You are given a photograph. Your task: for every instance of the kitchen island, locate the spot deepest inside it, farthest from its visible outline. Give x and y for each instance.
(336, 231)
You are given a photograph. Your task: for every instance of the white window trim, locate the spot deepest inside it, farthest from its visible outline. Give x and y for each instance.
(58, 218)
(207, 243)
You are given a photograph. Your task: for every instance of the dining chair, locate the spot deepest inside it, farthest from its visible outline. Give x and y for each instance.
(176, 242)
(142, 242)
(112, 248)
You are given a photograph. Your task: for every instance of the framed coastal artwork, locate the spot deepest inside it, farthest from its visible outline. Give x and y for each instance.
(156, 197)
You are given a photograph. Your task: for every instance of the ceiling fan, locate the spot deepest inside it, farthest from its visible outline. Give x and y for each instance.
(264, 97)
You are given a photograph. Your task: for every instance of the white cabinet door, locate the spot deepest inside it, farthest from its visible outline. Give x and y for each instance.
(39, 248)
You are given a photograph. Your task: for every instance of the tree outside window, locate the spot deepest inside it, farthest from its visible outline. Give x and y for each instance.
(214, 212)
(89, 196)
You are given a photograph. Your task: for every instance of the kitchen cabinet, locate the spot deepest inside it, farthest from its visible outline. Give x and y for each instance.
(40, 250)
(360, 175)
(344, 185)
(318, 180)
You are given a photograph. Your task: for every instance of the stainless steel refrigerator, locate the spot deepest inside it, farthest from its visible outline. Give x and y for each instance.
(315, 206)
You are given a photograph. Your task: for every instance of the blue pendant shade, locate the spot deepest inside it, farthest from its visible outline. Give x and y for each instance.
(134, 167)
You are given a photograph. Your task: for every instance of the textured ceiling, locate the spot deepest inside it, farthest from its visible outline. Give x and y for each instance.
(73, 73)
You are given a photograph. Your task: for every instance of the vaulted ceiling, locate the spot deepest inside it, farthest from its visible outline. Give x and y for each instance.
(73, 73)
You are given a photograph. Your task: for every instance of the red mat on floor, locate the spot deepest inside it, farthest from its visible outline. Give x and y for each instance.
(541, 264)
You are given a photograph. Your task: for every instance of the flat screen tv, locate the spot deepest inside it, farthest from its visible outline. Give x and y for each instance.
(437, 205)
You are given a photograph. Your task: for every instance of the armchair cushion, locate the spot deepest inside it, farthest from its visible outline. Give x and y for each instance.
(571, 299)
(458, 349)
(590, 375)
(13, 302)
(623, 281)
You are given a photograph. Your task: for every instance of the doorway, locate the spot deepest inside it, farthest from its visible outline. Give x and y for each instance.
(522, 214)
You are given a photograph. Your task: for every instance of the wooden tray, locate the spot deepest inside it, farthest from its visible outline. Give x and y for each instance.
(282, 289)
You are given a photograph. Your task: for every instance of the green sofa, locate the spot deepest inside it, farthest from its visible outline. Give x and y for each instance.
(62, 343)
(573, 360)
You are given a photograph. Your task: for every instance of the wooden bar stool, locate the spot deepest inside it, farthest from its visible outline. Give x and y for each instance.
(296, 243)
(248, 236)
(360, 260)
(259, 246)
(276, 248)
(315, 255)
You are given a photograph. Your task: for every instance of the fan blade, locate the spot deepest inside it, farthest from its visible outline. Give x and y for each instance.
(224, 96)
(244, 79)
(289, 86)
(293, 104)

• **AIM**: Please rewrite the entries starting with the line containing "fan blade, locate" and going on through the end of the entries, swapping "visible outline" for "visible edge" and leaving everything else unchanged.

• **SOLUTION**:
You are given a photograph. Your task: for every instance of the fan blade, locate the spot deepest inside it, farthest from its visible edge. Give x and y for each instance.
(224, 96)
(244, 79)
(289, 86)
(293, 104)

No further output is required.